-- Source extract follows --

Nursing staff can now show their caring qualities with a touch of competitiveness after a board game focussing on these attributes has been produced by a team of Teesside-based nurses.
A group of senior nurses and clinical matrons, including Karen Harwood, came up with, and developed, the idea of ‘Who Cares Wins’ while working on the wards and departments at The James Cook University Hospital in Middlesbrough and Friarage Hospital in Northallerton.
Karen, lead nurse in patient relations at the trust, said: “The game has been designed to help highlight and address key patient safety issues while promoting learning in a way that is interactive, fun and memorable. It has taken some time to get it to this point but, as a team, we are really proud to see it as a finished board game.”
The concept was taken up by NHS Innovations North and Catherine Reed at the trust, who supported the team with a successful £5,000 bid to the Academic Health Science Network. This helped turn their initial plans for the game into the glossy, boxed board game it is today.
Anna Taylor of NHS Innovations North added: “We are delighted to support South Tees Hospitals NHS Foundation Trust to take their innovative ideas forward and it is fantastic to see improvements that help improve the way training and education is delivered.
“Now in its twelfth year the Awards celebrate the achievements of NHS employees throughout all sectors of the service in the North East and North Cumbria who have risen to the challenge of telling us how, and where, they believe that improvements to the service provided to patients can be improved, either through a technical innovation or through better service delivery”
The game is to be formally launched at the Durham and Teesside Patient Safety Conference, on Tuesday 31 March and is aimed specifically at nursing staff. After that, the initial limited stock will be available to buy at www.ennovations.co.uk.
The trust is also looking into the idea of creating an application to enable the game to be played on mobile devices to enable it to be easily updated and more widely available.

-- Source extract concluded --
-- Data shown follows --

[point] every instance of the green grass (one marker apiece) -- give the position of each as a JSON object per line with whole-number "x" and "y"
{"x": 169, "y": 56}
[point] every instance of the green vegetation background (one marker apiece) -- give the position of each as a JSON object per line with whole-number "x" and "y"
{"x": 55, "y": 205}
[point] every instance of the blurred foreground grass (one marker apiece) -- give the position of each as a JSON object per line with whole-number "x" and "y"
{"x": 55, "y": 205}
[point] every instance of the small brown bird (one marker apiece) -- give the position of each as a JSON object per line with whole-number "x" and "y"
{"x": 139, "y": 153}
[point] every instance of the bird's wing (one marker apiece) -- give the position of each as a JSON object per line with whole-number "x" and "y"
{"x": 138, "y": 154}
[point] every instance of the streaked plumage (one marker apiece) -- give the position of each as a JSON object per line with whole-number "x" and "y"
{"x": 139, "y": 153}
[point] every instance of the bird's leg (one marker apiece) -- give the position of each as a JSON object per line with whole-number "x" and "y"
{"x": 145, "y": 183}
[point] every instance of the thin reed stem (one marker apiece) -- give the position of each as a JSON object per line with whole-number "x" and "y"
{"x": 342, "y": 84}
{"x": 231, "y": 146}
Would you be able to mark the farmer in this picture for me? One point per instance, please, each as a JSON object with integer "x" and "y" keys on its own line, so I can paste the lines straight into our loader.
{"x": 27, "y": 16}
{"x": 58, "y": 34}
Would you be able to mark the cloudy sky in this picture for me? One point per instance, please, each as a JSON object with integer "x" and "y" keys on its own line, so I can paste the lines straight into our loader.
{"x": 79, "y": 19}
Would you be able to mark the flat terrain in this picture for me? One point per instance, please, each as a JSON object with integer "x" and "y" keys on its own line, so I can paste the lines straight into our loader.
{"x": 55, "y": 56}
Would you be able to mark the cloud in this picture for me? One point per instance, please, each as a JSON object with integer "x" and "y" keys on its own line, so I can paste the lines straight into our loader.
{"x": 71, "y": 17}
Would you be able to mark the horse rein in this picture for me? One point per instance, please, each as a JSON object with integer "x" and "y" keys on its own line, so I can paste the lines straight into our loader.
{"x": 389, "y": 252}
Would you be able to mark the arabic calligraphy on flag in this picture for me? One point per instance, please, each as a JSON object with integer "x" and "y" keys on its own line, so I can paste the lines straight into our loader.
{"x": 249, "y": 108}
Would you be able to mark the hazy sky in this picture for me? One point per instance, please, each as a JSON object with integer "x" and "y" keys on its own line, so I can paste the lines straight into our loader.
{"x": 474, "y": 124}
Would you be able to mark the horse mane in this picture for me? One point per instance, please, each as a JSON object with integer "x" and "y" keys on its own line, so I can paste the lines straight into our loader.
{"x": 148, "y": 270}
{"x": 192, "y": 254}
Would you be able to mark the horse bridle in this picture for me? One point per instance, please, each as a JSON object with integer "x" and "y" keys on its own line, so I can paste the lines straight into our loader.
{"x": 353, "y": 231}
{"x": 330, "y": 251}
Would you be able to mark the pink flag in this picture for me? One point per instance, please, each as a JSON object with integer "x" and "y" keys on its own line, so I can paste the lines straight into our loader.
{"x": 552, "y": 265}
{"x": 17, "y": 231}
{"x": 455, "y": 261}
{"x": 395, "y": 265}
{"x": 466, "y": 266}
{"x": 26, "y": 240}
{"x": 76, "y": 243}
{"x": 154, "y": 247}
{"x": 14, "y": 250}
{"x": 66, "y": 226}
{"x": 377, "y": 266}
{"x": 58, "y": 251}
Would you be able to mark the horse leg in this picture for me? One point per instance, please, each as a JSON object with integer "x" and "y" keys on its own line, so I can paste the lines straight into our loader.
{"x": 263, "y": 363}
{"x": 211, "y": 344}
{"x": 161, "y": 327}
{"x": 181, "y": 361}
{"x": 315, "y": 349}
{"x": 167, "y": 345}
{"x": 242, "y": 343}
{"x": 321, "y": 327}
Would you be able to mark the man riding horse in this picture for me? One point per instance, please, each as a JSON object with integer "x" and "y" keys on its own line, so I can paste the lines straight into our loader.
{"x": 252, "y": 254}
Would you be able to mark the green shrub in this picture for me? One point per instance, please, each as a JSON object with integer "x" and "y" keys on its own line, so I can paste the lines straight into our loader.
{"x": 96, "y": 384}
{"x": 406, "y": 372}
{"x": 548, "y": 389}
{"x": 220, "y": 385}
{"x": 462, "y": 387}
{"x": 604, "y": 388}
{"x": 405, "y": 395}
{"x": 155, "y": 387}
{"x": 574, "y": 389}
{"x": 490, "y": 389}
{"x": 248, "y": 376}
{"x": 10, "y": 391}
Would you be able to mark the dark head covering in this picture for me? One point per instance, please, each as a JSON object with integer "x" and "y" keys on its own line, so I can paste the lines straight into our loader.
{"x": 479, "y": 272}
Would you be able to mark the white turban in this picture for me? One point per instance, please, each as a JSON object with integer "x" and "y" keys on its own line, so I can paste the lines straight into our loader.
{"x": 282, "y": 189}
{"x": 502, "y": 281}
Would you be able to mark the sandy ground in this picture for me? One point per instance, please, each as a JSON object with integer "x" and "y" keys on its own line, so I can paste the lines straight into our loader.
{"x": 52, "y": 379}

-- Data shown concluded --

-- Problems to work on --
A) In the board game article, please rewrite the part that opens with the words containing "A group of senior" and closes with "Hospital in Northallerton.", changing "clinical matrons" to "ward sisters".
B) Does the board game article support each statement below? Answer yes or no, and quote the words that decide it. (i) The team's £5,000 bid went to the Academic Health Science Network. (ii) The game is aimed specifically at patients. (iii) The game's formal launch is set for the Durham and Teesside Patient Safety Conference on Tuesday 31 March.
These entries were taken from a different source.

-- Your written answers --
A)
A group of senior nurses and ward sisters, including Karen Harwood, came up with, and developed, the idea of ‘Who Cares Wins’ while working on the wards and departments at The James Cook University Hospital in Middlesbrough and Friarage Hospital in Northallerton.

B)
(i) Yes: "a successful £5,000 bid to the Academic Health Science Network"
(ii) No: "is aimed specifically at nursing staff"
(iii) Yes: "The game is to be formally launched at the Durham and Teesside Patient Safety Conference, on Tuesday 31 March"